### Records provided

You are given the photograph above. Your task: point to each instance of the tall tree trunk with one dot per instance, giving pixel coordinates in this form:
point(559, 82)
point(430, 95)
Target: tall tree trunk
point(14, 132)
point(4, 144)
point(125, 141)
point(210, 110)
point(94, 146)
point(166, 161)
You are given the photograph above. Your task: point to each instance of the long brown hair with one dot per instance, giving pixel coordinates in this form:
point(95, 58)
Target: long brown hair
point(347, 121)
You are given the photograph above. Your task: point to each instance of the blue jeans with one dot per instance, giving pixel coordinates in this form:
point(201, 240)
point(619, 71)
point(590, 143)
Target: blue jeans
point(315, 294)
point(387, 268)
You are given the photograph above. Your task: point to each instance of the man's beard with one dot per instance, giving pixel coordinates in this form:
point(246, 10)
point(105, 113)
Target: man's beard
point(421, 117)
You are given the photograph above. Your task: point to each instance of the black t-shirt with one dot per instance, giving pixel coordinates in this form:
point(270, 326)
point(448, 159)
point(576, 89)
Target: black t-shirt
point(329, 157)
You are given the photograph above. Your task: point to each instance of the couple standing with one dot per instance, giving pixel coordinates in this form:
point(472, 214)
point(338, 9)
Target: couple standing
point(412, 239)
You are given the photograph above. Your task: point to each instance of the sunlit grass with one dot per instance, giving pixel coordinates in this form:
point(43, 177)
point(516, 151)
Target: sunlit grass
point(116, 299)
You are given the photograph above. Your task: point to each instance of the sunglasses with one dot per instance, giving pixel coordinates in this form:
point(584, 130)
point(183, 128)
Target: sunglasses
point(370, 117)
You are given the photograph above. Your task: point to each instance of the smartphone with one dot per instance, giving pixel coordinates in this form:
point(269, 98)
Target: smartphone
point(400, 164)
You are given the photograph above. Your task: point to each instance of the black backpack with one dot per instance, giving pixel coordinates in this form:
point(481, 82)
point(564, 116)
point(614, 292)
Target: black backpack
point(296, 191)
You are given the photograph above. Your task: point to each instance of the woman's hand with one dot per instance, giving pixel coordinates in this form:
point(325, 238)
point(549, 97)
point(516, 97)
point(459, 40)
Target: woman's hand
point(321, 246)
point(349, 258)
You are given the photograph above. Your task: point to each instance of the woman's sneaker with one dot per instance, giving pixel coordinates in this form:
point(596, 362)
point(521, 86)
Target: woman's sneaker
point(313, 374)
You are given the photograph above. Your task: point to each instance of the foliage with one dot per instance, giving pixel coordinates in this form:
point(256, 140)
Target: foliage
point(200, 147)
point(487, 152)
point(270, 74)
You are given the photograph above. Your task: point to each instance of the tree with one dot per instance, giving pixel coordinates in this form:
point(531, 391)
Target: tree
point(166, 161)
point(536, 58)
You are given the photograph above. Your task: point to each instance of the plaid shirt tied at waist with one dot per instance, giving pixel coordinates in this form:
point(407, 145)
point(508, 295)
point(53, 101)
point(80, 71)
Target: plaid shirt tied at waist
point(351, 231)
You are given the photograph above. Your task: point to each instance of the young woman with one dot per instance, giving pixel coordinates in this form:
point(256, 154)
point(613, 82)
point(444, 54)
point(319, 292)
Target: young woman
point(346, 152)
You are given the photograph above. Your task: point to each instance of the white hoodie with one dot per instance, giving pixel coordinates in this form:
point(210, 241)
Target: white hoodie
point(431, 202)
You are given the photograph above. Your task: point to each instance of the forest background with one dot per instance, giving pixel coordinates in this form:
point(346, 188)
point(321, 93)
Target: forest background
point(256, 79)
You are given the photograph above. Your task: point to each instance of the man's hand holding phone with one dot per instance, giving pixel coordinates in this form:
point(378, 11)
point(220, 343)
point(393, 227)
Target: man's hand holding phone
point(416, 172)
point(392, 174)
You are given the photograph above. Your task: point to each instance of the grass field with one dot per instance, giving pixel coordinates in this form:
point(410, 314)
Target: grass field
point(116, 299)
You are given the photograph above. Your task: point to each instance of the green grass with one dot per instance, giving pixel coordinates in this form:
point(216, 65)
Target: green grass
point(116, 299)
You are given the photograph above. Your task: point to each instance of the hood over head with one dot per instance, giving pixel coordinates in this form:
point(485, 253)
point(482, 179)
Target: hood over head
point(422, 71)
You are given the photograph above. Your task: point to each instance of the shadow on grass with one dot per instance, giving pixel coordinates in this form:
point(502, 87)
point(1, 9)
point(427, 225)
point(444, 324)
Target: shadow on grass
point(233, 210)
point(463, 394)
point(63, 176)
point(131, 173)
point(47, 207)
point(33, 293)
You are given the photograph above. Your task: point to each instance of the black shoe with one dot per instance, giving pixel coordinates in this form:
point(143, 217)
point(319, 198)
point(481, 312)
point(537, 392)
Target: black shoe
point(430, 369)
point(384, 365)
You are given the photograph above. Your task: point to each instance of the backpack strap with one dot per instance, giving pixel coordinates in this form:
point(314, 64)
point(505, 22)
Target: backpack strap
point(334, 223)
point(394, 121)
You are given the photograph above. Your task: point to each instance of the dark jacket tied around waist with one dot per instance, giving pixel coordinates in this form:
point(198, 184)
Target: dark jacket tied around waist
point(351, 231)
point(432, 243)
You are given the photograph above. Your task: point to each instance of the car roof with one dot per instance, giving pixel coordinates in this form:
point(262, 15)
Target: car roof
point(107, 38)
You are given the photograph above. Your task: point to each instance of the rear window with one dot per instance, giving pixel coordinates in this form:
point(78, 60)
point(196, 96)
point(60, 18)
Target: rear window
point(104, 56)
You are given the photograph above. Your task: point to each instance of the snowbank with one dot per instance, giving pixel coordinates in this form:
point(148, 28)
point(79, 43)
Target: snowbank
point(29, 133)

### What the task requires
Please update the listing above by replacing "pixel coordinates" with "pixel positions" everywhere it appears, keeping everything else the same.

### Correct result
You are given the photograph above. Your task: point to each instance of the tall tree trunk with one dot per instance, giving pixel positions in this form:
point(559, 82)
point(430, 95)
Target: tall tree trunk
point(14, 132)
point(4, 144)
point(125, 141)
point(210, 110)
point(94, 146)
point(166, 161)
You are given the photograph above. Your task: point to each instance of the long brown hair with one dot per instance, giving pixel positions in this form:
point(95, 58)
Target: long brown hair
point(347, 121)
You are given the photograph above. Your task: point to each instance of the blue jeans with one dot per instance, giving pixel positions in this form:
point(201, 240)
point(619, 71)
point(590, 143)
Target: blue jeans
point(315, 294)
point(387, 268)
You are given the photograph above. Your task: point to each instance of the man's beard with one dot per instance, giving pixel positions in this form:
point(246, 10)
point(105, 113)
Target: man's beard
point(421, 117)
You are given the photograph above. Your task: point to each instance of the black t-shirt with one dot per instance, giving pixel positions in this form:
point(270, 326)
point(448, 159)
point(576, 89)
Target: black t-shirt
point(329, 157)
You are given the photograph above. Your task: point to each instance of the couple standing with one dot per instance, giving pixel positions in this form:
point(472, 214)
point(338, 9)
Target: couple standing
point(412, 239)
You are given the photograph above. Your task: point to each instance of the sunlit grass with one dot per instance, giving pixel positions in this form:
point(43, 177)
point(516, 151)
Target: sunlit grass
point(116, 299)
You are given the photograph above. Your task: point to each instance of the sunglasses with one dot per instance, giving pixel positions in this form:
point(584, 130)
point(183, 128)
Target: sunglasses
point(370, 117)
You are given the photograph above. Your task: point to each instance of the smartphone with one dot per instance, giving pixel positions in this form:
point(269, 98)
Target: smartphone
point(400, 164)
You are given the photograph above. Your task: point to each instance of the black backpack with one dot per instance, giving pixel positions in this form:
point(481, 82)
point(564, 116)
point(614, 292)
Target: black backpack
point(296, 191)
You are given the photograph above. Your task: point to each instance of the woman's hand with one dot per instance, giving pixel positions in this form:
point(325, 238)
point(549, 97)
point(516, 97)
point(459, 40)
Target: woman's hand
point(321, 246)
point(349, 258)
You are given the photograph above. Your task: point to each instance of the woman's sneaker with one dot per instance, giving pixel positions in this form:
point(596, 362)
point(521, 86)
Target: woman's sneaker
point(313, 374)
You are given the photograph above. Your task: point to each instance of the foliage with one dot per instance, giving pixel positions in this form:
point(256, 140)
Target: foliage
point(200, 147)
point(487, 152)
point(270, 74)
You are given the photograph above. Your task: point to each instance of the tree with one dot per instance, giving pixel positions in this form:
point(531, 391)
Target: tree
point(166, 161)
point(536, 58)
You are given the photograph above. Your task: point to each instance of the plaid shirt tied at waist with one dot per instance, giving pixel positions in this form:
point(407, 145)
point(508, 295)
point(53, 101)
point(80, 71)
Target: plaid shirt tied at waist
point(351, 231)
You are given the photograph above. Your task: point to each instance of the young woman with one dot per instance, giving pixel positions in this form:
point(256, 154)
point(613, 82)
point(444, 54)
point(319, 292)
Target: young woman
point(346, 152)
You are given the photograph above. Your task: point to each instance of the white hoodie with one dot per instance, giving pixel positions in this form:
point(210, 241)
Target: white hoodie
point(431, 202)
You are given the photograph above. Your task: point to each instance of the forest background with one dot per instance, giving pixel positions in this form:
point(346, 188)
point(321, 93)
Target: forest background
point(256, 79)
You are given the photograph above. Your task: point to each instance of the man's hand holding phone with one dot per instance, giving pixel positions in this form:
point(378, 11)
point(220, 343)
point(393, 227)
Target: man's hand holding phone
point(416, 172)
point(392, 174)
You are given the photograph above. Your task: point to each instance of the grass field with one dot per instance, giving pixel positions in this form:
point(410, 314)
Target: grass field
point(116, 299)
You are given the photograph above. Your task: point to each instance of the green grass with one dot per instance, giving pixel positions in this form:
point(216, 65)
Target: green grass
point(116, 299)
You are given the photograph above. Your task: point to each instance of the hood over head with one dot per instance, giving pixel positions in this form:
point(485, 253)
point(482, 179)
Target: hood over head
point(422, 71)
You are given the photograph above. Your task: point to each instance of the shadow on grass with one dot per instance, giving pixel positions in this form:
point(502, 87)
point(1, 9)
point(427, 225)
point(444, 324)
Target: shadow on grass
point(233, 210)
point(463, 394)
point(63, 176)
point(131, 173)
point(47, 207)
point(33, 293)
You are given the photograph above. Your task: point to each instance of the black shoe with one dot per instance, giving pixel positions in this form:
point(143, 217)
point(319, 198)
point(481, 312)
point(537, 392)
Target: black shoe
point(430, 369)
point(384, 365)
You are given the photograph above. Your task: point to each instance of the backpack strap with one dot per instance, giving pixel positions in this form:
point(314, 64)
point(505, 22)
Target: backpack strap
point(334, 223)
point(394, 121)
You are given the photograph above. Your task: point to each instance of the dark jacket tied around waist with one dot per instance, giving pixel positions in this form:
point(198, 184)
Target: dark jacket tied around waist
point(351, 231)
point(432, 243)
You are given the photograph above. Your task: point to each instance of the car roof with one dot per instance, giving pixel positions in this form:
point(262, 15)
Target: car roof
point(107, 38)
You are given the photograph above. Your task: point to each instance of the rear window with one dot per instance, giving pixel positions in this form:
point(78, 60)
point(196, 96)
point(60, 18)
Target: rear window
point(104, 56)
You are given the photograph above. Your task: point to each instance of the snowbank with one dot per instance, giving pixel positions in this form:
point(148, 28)
point(79, 43)
Target: snowbank
point(29, 133)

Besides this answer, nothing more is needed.